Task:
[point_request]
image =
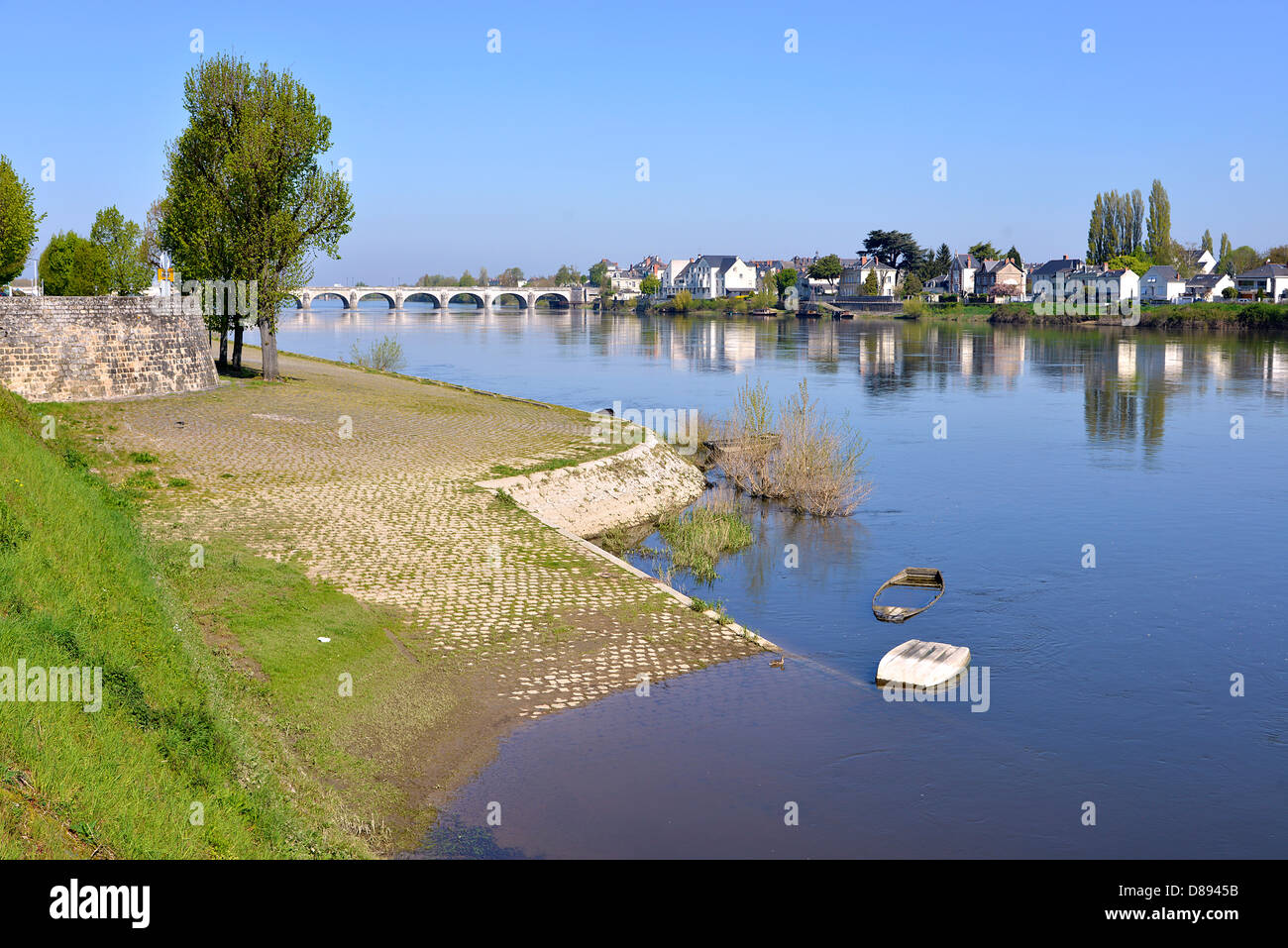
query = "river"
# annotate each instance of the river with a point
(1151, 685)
==
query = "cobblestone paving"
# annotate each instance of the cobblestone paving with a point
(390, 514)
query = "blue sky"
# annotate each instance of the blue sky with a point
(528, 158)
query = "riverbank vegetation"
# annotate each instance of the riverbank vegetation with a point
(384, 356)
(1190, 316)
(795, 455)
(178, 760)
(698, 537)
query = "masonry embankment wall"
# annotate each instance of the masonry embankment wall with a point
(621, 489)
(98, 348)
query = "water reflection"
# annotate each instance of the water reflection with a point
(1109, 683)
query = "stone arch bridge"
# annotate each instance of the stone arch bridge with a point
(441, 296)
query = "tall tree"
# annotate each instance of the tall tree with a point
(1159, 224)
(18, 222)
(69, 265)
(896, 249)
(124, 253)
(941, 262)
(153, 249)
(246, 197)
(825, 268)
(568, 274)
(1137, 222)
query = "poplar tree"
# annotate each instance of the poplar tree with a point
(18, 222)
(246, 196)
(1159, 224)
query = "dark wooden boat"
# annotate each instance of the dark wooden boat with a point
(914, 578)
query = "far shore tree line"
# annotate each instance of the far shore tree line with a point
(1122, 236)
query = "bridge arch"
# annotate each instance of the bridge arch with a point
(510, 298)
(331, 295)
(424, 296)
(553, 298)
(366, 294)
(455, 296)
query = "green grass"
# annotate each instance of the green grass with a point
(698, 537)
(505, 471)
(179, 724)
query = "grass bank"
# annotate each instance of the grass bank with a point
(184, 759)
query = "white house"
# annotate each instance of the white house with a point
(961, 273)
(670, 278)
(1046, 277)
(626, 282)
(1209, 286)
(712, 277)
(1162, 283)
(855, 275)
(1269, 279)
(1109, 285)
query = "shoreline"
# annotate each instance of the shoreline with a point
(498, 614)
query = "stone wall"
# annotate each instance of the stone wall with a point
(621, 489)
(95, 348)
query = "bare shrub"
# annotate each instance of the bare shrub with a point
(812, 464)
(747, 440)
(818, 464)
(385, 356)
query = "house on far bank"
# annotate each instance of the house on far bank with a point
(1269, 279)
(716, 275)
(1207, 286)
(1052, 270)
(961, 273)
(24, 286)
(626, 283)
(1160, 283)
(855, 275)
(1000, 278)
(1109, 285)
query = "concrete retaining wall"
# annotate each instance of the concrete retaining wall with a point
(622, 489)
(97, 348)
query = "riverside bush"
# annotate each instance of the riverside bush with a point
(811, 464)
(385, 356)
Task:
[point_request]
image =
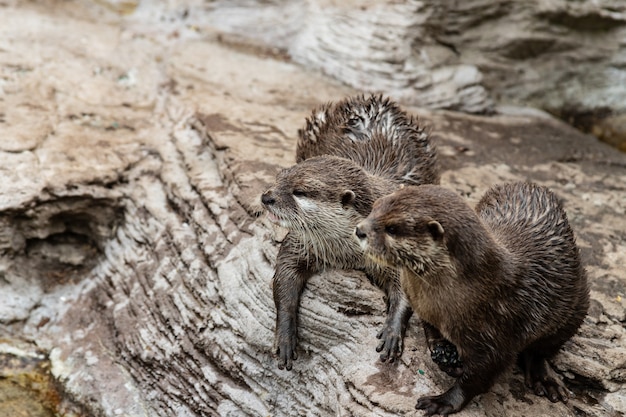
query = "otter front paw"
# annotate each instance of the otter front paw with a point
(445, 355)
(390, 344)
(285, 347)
==
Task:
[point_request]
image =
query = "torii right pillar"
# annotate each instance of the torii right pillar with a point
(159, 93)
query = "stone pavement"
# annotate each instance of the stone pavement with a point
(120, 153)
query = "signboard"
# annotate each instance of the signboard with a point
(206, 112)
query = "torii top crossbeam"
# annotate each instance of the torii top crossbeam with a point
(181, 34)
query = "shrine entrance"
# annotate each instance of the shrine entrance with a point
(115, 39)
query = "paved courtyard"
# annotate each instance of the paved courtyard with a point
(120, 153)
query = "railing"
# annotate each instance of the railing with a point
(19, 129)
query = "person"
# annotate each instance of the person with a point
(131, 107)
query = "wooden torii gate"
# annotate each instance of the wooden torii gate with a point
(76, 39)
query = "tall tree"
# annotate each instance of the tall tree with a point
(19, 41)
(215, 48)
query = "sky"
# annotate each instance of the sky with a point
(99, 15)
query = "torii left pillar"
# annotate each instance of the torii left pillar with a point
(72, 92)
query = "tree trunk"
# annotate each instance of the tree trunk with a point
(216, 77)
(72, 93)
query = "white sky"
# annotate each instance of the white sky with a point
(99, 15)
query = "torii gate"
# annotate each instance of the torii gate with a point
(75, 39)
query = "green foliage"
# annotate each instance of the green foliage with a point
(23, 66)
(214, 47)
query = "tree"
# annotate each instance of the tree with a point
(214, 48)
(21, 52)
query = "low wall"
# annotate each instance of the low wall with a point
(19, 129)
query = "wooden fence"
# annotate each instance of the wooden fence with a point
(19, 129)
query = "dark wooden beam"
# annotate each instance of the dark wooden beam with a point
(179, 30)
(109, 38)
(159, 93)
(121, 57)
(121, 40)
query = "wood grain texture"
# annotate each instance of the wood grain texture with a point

## TO BE DONE
How many of the lines above contain the word "paving"? Give only the number.

## IN RESPONSE
2